• [TASK PROMPT] An exact copy of the records is required, minus the pictures they hold.
-- START OF ITEMS --
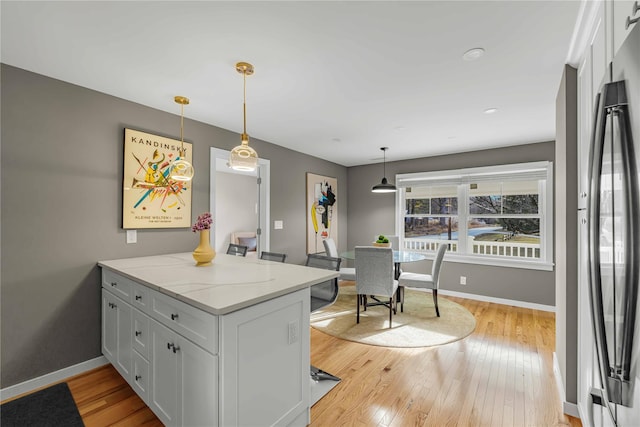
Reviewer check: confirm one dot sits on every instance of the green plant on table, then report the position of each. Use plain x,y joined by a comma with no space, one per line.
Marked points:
382,239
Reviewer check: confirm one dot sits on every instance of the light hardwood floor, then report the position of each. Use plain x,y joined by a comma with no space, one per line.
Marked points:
501,375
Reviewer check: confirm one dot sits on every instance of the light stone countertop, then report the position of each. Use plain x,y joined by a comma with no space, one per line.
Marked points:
230,284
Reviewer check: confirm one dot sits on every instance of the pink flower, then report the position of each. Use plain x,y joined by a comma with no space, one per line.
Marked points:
203,223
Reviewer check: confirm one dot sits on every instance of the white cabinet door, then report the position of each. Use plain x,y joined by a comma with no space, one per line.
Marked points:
184,380
109,327
198,387
621,10
116,332
164,376
264,363
141,377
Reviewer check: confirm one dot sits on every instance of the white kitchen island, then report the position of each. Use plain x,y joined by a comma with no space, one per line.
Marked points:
223,345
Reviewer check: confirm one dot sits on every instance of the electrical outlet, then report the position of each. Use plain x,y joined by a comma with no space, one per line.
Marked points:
293,332
132,236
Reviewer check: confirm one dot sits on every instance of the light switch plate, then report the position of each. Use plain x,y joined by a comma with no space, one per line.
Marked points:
132,236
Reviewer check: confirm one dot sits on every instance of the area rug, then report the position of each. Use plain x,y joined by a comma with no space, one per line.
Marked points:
417,326
53,406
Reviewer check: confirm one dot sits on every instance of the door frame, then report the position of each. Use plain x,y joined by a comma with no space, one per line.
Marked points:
263,175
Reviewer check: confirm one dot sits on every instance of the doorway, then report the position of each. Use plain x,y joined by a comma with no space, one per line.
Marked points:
238,201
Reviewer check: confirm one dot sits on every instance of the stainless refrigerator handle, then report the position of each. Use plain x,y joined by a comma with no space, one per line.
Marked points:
612,104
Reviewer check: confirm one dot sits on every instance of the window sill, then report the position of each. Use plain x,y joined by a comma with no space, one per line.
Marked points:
500,262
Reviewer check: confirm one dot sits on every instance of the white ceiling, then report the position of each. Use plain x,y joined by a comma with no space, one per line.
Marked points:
336,80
-- END OF ITEMS --
• [ANSWER IN FULL]
Reviewer check: confirm one dot sits on every instance of the green plant on table, then report the position of each. Use plain x,y joined by a comma with no space, one per line.
Marked points:
382,239
Reviewer check: confirm one dot sits on every instance of the light hardwood floor, then report the position of each. Use plain x,y joined by a comma with no space, one per line.
Marked points:
501,375
Reviewer check: confirm one dot sits on every instance of the light stone countertop, then report the position of each. Use plain x,y joined by a comma with no space, one per line.
Marked points:
230,284
Reviewer check: confirm one dot sits on every instance of the pink flower, then report the position of each. Use plain x,y joined by a comma with no space, one per line.
Marked points:
203,223
Reviewer check: confirm one dot sits on every instance of the white cabinet door, then report the position of each. Use plain x,y joined by a comma with no space, one per line.
Marked points:
184,380
109,327
198,387
621,10
116,332
164,376
264,363
141,377
Reviewer check: confirm one dot sits on every instance of the white kitchen island, then report the position of each. Use plain x,y joined by a comma with no space, one per line.
Marked points:
223,345
Reviewer check: confirm one dot sits on every instance of the electrical outlet, then report the position of each. Use plain x,y joined by a comma with no space, one per line.
Marked points:
293,332
132,236
Reviewer check: confirm one dot sits on every instance of the light switch plate, then report the position of each. Use plain x,y joined by a comma with no space, one per line.
Marked points:
132,236
Reviewer check: confirm one dot sits on every instance of the area rug, then report the position of each. Use plain x,y joined by a comma with no space, one per line.
Marked points:
417,326
53,406
Reviewer check: confirm one dot sits on every instance of the door frame, then report the position of each. Use plain x,y joined by a comma with no space, one per line.
Marked points:
263,175
Reviewer check: confirm one dot sits on every instance of the doorway, then report the position of each. Use plain x,y joined by a comma with no space, one per line.
Marked points:
238,201
Reviewer check: confirm one dot sits on every instance of the stainless refrigerator handle, then report the position of each. Use plain x,y joined by a comma with no space, one per line.
Marked points:
612,104
Reviewer check: confirm one dot sits on every instance of the window sill, then report the position of each. Use plain x,y joined by a comma with no space, one per line.
Marked points:
500,262
Reviewer check: confirm one dot sits on every instance of the white ceiling, then report the position of each. Use plain x,y joined by a comma with no space, one per line.
Marked points:
336,80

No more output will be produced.